# Any one OWN a petrol station?



## Estoril-5 (Mar 8, 2007)

Right guys,

As the title suggests. Does anyone own a petrol station as a business?

Im trying to find out as I was approached to invest in one.

Having a bit of a shuffty on t'interweb i can see that people say theres not much money in fuel but its the extras that they buy, ****, crisps, drinks etc.

really need to hear from someone whose been there done that etc.

how much money can be made?

On the upside, i have been guaranteed an 7% return per year!

But with every business theres always risk.


----------



## Dixondmn (Oct 12, 2007)

I don't own one, but I've always wondered how much more revenue could be made if it ONLY sold petrol. i.e. less people doing a weeks worth of shopping in there leaving a car blocking up a space next to the pump, and more cars rolling through the forecourt.

Surely when people buy what ever the hell they buy in petrol stations other than petrol there has to be an associated cost of the pump not being used.


----------



## Guest (Sep 5, 2011)

as above , dont own one but know a few people who have, looked at it a few years back and was advised to stay clear of them, if you look at how many are closing down it should give you an idea of how hard it is to survive, not a lot of profit in the petrol so you have to depend on the shop, problem is, if tesco or asda are close to you then you have no chance, they will discount the fuel to attract custom to the add on shop, not the game it was 10-15 years ago when you had very few 24 hour shops


----------



## Spoony (May 28, 2007)

Having managed one before I'd stay clear. It's correct that the money made is from the add ons like shopping but I don't think it's the game it used to be. 

If your near any supermarkets you can pretty much forget making any money.

Is that a guaranteed 7% return on investment? So you invest 10k now and you get £700 back a year? Surely that isn't worth it? You'd be as well investing in solid shares or bonds at that rate.
Or is it 7% of profits? Which again could be fairly minimal after overheads and so forth unless it was at gross.


----------



## AboveFunction (Aug 8, 2011)

If I'm right you make 6% per litre (the station it self) so thats about 8 pence per litre (at current rates of petrol) 

That's actually quite a lot when you have 6 pumps and a good flow of cars coming through (some putting in a tenner every other day and some filling up once or twice a week). 

then inside is another business all together, plus you have things like the vacuum and airfreshner, power washers etc... (they all soon mount up to a healthy profit)


I don't own and never have had a petrol station - this is from research I did a little while back when a friend was looking into buying into a franchise 

but on the flip side - it depends what you put in and what it actually makes because are you guaranteed 7% of the business (i.e. that is what you own) or are you guaranteed at least 7% of your investment?


----------



## Estoril-5 (Mar 8, 2007)

guaranteed atleast 7% of my investment per year.

- Data lines
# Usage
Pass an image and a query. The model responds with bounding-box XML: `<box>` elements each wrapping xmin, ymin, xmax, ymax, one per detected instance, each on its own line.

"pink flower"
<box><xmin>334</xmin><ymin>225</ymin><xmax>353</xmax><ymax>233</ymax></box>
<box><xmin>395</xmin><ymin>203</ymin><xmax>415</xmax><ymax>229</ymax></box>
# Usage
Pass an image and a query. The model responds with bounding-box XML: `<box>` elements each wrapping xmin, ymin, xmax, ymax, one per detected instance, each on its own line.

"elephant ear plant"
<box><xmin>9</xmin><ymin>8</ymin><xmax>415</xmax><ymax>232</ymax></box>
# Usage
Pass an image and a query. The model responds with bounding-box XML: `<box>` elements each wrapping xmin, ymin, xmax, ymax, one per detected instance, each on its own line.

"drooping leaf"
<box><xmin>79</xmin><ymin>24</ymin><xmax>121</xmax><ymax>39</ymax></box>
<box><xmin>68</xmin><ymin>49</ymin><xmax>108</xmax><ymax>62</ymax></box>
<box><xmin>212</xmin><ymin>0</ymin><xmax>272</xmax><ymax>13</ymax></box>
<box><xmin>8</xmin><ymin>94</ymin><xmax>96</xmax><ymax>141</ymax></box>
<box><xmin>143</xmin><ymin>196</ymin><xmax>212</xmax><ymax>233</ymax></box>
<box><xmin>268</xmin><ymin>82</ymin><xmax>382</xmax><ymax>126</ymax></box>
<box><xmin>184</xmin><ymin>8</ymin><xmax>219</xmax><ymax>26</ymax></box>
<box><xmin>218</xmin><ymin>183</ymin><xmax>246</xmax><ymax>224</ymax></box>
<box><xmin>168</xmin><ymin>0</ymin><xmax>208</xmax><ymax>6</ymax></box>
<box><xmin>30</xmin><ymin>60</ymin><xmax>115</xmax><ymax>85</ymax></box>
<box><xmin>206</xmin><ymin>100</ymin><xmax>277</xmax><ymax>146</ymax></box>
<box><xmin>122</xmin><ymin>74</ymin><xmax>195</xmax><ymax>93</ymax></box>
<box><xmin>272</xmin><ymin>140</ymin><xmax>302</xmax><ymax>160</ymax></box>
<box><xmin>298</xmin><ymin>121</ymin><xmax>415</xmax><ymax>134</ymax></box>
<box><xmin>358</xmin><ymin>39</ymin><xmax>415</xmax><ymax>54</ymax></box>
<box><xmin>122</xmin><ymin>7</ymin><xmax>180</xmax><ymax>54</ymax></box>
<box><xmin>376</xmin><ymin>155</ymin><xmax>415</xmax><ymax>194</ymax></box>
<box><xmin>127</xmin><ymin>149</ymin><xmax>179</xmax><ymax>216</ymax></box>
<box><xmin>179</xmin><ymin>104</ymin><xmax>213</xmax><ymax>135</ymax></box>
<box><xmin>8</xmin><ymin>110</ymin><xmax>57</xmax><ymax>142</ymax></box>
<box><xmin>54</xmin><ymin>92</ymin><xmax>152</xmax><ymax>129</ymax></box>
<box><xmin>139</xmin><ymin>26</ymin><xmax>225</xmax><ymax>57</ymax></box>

- Written request 1
Transcribe the part of the petrol station thread above that starts at the words "## Dixondmn (Oct" and ends after "not being used.".
- Written request 2
Write the next part of the petrol station thread, picking up after its final post.

- Task result 1
## Dixondmn (Oct 12, 2007)

I don't own one, but I've always wondered how much more revenue could be made if it ONLY sold petrol. i.e. less people doing a weeks worth of shopping in there leaving a car blocking up a space next to the pump, and more cars rolling through the forecourt.

Surely when people buy what ever the hell they buy in petrol stations other than petrol there has to be an associated cost of the pump not being used.

- Task result 2
Seeing as the banks are giving a paltry 2-3%. 7% seems quite favourable.

i also have an opp to actually own a share of the business, this comes with different terms and conditions though.


----------



## CraigQQ (Jan 20, 2011)

do it, then give me "mates rates" on petrol :lol:


i would steer clear, the above comments on the add on's that make money is right, except i don't think theres much to be made on ciggarettes either, but the rest there is.

tell them instead of 7% you want free petrol for your investment :lol:


----------



## Bero (Mar 9, 2008)

Estoril - Look at the prices YOU will be paying for petrol and what the local stations are selling it for. My bet it it would be impossible to match supermarkets prices due to the volume they purchase, how they own/lease the distribution tankers added to the fact that it's not part of their core business and does not need to make a profit....just lure customers to their superstore.

7% is not much if you need to work there full time - £100k investment returns £7k a year....but you would 'lose' the salary you would take from your current job.

It's not impossible to make it work, make money and hopefully someone here will be able to give you accurate numbers. Look



dixon75 said:


> I don't own one, but I've always wondered how much more revenue could be made if it ONLY sold petrol.


The exact opposite is true - money is made on in store purchases - why do you think Shell, BP et al' were so against the 'pay at the pump' services.

Edit - found this http://www.ukbusinessforums.co.uk/forums/showthread.php?t=50852


----------



## Clark @ PB (Mar 1, 2006)

Buy a coffee shop instead, apparantly you can make a mint from those. A client of ours has 3 and runs about in a DB9 so there must be some truth in it :lol:


----------



## CraigQQ (Jan 20, 2011)

:lol: im off to buy 3 coffee shops!!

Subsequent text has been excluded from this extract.